Start Exercise inputs

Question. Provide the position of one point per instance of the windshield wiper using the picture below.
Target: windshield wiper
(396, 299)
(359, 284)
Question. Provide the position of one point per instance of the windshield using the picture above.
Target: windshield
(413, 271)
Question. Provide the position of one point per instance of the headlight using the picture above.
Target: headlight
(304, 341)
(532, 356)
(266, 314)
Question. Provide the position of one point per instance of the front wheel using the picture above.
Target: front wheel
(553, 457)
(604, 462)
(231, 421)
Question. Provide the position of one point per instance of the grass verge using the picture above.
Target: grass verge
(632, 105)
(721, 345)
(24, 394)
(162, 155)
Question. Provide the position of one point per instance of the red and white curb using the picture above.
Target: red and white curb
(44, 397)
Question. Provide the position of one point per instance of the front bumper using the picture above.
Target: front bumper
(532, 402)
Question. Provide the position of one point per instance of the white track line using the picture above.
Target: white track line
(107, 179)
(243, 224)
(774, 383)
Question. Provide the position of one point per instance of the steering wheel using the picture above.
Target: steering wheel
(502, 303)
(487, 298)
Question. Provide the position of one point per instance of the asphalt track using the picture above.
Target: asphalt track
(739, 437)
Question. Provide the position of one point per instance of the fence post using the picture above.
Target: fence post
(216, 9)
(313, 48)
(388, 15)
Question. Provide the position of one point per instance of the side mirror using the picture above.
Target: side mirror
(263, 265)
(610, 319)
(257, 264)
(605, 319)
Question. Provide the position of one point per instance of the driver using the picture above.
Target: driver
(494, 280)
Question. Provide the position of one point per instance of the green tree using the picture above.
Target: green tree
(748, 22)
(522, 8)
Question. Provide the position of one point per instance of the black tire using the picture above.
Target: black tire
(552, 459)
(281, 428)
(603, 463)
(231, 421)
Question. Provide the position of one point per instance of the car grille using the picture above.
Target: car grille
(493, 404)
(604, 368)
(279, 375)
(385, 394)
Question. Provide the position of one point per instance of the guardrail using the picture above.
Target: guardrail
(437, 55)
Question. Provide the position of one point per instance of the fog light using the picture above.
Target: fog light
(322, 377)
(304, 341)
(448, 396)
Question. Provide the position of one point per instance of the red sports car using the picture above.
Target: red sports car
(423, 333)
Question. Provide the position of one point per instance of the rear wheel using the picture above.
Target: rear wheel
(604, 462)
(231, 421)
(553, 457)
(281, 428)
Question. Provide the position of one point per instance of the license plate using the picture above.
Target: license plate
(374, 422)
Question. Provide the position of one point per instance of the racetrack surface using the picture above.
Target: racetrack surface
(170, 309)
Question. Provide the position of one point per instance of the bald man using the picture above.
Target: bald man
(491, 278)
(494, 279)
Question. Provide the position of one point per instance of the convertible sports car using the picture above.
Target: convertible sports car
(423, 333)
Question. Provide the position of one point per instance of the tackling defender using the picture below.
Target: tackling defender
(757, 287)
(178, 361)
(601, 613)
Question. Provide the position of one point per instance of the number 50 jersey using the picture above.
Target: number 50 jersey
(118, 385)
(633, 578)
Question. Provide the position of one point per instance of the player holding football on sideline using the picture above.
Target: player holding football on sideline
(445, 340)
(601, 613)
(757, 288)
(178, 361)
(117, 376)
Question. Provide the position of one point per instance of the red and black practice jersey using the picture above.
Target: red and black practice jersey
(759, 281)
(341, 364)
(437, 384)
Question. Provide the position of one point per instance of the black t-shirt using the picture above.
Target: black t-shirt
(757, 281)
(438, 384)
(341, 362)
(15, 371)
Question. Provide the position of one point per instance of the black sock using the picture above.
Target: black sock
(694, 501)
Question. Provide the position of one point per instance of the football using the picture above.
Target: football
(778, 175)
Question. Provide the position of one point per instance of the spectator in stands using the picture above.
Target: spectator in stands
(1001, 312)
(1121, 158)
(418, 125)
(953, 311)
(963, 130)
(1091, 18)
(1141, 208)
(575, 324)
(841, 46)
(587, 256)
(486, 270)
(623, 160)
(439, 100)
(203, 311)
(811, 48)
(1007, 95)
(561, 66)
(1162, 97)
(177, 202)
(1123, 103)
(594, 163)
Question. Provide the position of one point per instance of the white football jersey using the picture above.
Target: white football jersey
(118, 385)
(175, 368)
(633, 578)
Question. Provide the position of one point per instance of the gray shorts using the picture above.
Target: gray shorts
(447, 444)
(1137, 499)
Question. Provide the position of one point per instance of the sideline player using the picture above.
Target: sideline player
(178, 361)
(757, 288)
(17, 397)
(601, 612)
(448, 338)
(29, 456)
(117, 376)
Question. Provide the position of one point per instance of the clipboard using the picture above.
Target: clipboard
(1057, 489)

End Exercise inputs

What the task asks: Print every line above again, word for word.

Result for this task:
Question. Provide the position of one point per instance of the windshield wiper using the picture below.
Target: windshield wiper
(396, 299)
(359, 284)
Question. Provide the position of one point per instance of the windshield using the picture above.
Target: windshield
(413, 271)
Question. Provide the position of one point per instance of the headlight using the picture above.
Target: headlight
(304, 341)
(532, 356)
(266, 314)
Question. Provide the position of one point per instance of the front wheel using the picture above.
Target: front wheel
(553, 457)
(604, 462)
(231, 421)
Question. Provide the position of one point per instance of the grass verge using the picture above.
Target: grass verge
(632, 105)
(721, 345)
(24, 394)
(162, 155)
Question. Provide the position of one point per instance of the red and white curb using the picture above.
Target: red and white curb
(44, 397)
Question. Provide the position of one point per instance of the front bumper using the picture above.
Target: front bumper
(532, 402)
Question. Provide the position of one point per instance of the white track line using the picture above.
Target: white track line
(107, 179)
(243, 224)
(774, 383)
Question. Provide the position of one point per instance of the steering wheel using the picture above.
Target: steering wheel
(502, 303)
(487, 298)
Question. Provide the position of one point per instance of the asphalt track using the picture above.
Target: asphalt track
(739, 437)
Question. Provide the position of one point per instance of the fence post using the picture above.
Target: fence post
(216, 9)
(313, 48)
(388, 15)
Question. Provide the position of one point per instance of the side mirror using the picture above.
Target: side mirror
(263, 265)
(610, 319)
(257, 264)
(605, 319)
Question. Provide the position of one point per instance of the driver using the picture above.
Target: driver
(494, 280)
Question. Provide the position of one point per instance of the green tree using the picture above.
Target: green tree
(748, 22)
(522, 8)
Question. Provide the position of one point per instance of the black tire using the picture above.
Target: black tire
(552, 459)
(281, 428)
(603, 463)
(231, 421)
Question. Provide the position of one point per instance of the car grille using the picture above.
Target: car grille
(493, 404)
(604, 368)
(279, 375)
(385, 394)
Question. Provide the position of one point per instance of the guardrail using the picture above.
Target: guardrail
(437, 55)
Question. Provide the position of one point per instance of the fog light using the picture above.
Target: fog light
(322, 377)
(304, 341)
(448, 396)
Question. Provide the position of one point per instance of the red sports car using the picture above.
Target: red sports car
(423, 333)
Question. Provide the position of one point per instance of the rear wheel using the picture above.
Target: rear wheel
(604, 462)
(231, 421)
(553, 457)
(281, 428)
Question. Provide the position of one point per instance of the license plate using the picture above.
Target: license plate
(374, 422)
Question. Provide the position of one point per instance of the racetrack surface using the picture above.
Target: racetrack surface
(170, 309)
Question. Provide the position of one point per instance of the bald man using the picture above.
Target: bald man
(491, 278)
(494, 279)
Question. Provide the position of one point per instance of the convertible sports car using the picture above.
Target: convertible sports car
(423, 333)
Question. Provide the position of one point per instance of the tackling defender using the picture below.
Target: tackling defender
(757, 287)
(178, 361)
(601, 613)
Question. Provide the position of one point per instance of the number 50 jersey using the picture above.
Target: number 50 jersey
(118, 385)
(633, 578)
Question. Provide the position of one point per instance of the player holding football on sideline using the picture above.
Target: player holding football on sideline
(445, 340)
(601, 613)
(757, 288)
(178, 361)
(117, 376)
Question. Provide the position of one point per instance of the red and black practice jersey using the picture above.
Target: red and black practice jersey
(759, 281)
(341, 364)
(437, 384)
Question. Provide the position of one point per instance of the black t-shirt using the picture above.
Target: black t-shirt
(757, 281)
(438, 384)
(341, 362)
(15, 371)
Question. Provide the position of one point per instance of the black sock using the picture above.
Target: black sock
(694, 501)
Question. Provide the position of one point per instance of the football using the picture above.
Target: football
(778, 175)
Question. Provide the position of one point per instance of the spectator in stands using the picture above.
Target: spectator in stands
(1001, 312)
(1121, 158)
(418, 125)
(953, 311)
(963, 130)
(1091, 18)
(1141, 208)
(575, 324)
(841, 46)
(587, 256)
(486, 270)
(623, 160)
(439, 100)
(203, 311)
(811, 48)
(1007, 95)
(561, 66)
(1162, 97)
(177, 202)
(1123, 103)
(594, 163)
Question. Provide the position of one point per instance of the white football jersey using the picture above.
Target: white football jersey
(118, 385)
(175, 368)
(633, 578)
Question. Provide the position of one point per instance of the gray shorts using the picture above.
Target: gray shorts
(447, 444)
(1137, 499)
Question. Provide the position of one point per instance of the sideline player using the picture above.
Target: sideline player
(178, 361)
(757, 288)
(17, 397)
(601, 612)
(448, 338)
(29, 456)
(117, 376)
Question. Provide the position of one point per instance of the clipboard using the picture above.
Target: clipboard
(1057, 489)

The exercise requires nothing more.